Given problem -
Render the lines of the listing from the line containing "Annotation task — point out every instance of the glass" through the line containing "[(173, 13), (17, 27)]", both included, as a JSON list of strings with one string per line and blank lines omitted.

Named object pointing listing:
------------------------------------------------------------------------

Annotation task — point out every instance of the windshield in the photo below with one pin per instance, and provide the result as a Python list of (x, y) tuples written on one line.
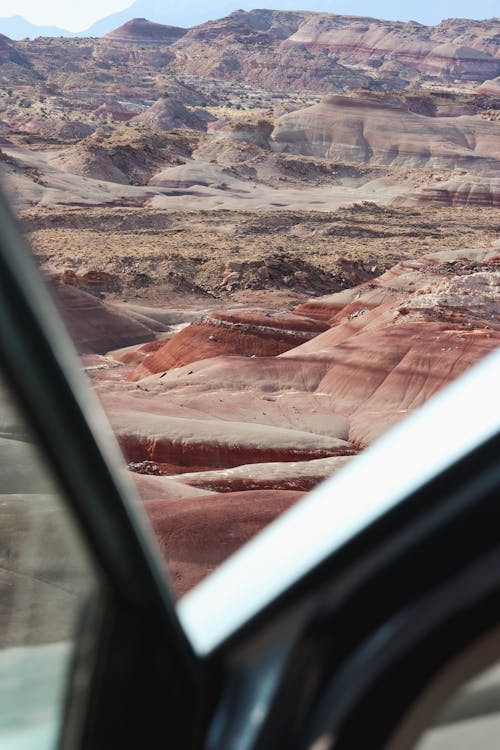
[(273, 236)]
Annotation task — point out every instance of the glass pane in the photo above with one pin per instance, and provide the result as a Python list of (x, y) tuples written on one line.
[(470, 719), (271, 245), (46, 583)]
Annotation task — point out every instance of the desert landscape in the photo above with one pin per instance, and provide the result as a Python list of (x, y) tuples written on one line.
[(272, 236)]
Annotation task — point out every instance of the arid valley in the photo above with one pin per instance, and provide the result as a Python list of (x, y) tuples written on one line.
[(272, 237)]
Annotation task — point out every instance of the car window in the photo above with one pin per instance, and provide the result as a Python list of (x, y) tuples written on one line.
[(257, 299), (471, 717), (47, 588)]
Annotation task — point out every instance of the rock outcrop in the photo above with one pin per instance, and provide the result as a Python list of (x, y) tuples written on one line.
[(491, 87), (95, 326), (170, 114), (252, 333), (379, 130), (436, 51), (142, 31), (193, 534)]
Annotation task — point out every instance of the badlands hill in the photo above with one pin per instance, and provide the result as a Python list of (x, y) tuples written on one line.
[(291, 50), (142, 31)]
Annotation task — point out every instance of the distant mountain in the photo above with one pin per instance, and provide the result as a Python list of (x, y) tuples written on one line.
[(173, 13), (17, 27)]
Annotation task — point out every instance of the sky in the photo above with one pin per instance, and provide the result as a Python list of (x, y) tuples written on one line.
[(78, 16)]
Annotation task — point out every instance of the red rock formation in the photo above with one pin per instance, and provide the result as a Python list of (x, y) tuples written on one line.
[(71, 130), (295, 475), (491, 87), (197, 535), (142, 31), (95, 326), (9, 53), (169, 114), (382, 131), (249, 333), (177, 444), (410, 45), (467, 191)]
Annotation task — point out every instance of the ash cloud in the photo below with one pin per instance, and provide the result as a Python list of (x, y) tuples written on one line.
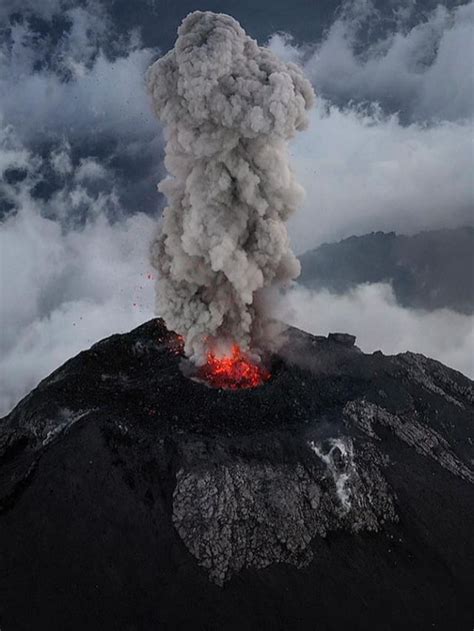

------------------------------------------------------------------------

Written solution -
[
  "Annotation task — point out every instance of the glass pane in the photo above with one pin per instance, and provide the result as a Python list of (x, y) tuples written on one line.",
  "[(470, 719), (271, 245), (46, 583)]",
  "Annotation task — point out every instance of the desert landscape in the photo above with one pin per instance, and provide the result as a Python list of (x, y) tuples written on one line.",
  "[(272, 236)]",
  "Annotation task — point out every instance of the arid valley in the photo above with one pin per instance, and provide the result as a Python list of (x, y) tuples written on one line.",
  "[(272, 237)]",
  "Annotation task — point out every instance of the car window in the photo above with one pin per instance, and provide the result as a Python list of (x, y) tuples written on one line.",
  "[(257, 299), (471, 717), (47, 588)]",
  "Annotation task — point out every instance of the rock outcrop in the photo above with one pin per instance, and provide the result as a Python list of (x, y) tuples written on one line.",
  "[(491, 87), (95, 326), (170, 114), (252, 333), (379, 130), (436, 51), (142, 31), (193, 534)]",
  "Annotation task — point out every instance of the badlands hill in the photo above with one pin per instance, and provide the result as a Python list of (x, y) tuples written on one line.",
  "[(291, 50), (142, 31)]",
  "Annotation task — point out every instance of the distant mountain in the photo above with one pin per instance, and provide the result as a Python list of (x, y) tuples written on one line.",
  "[(173, 13), (17, 27)]"
]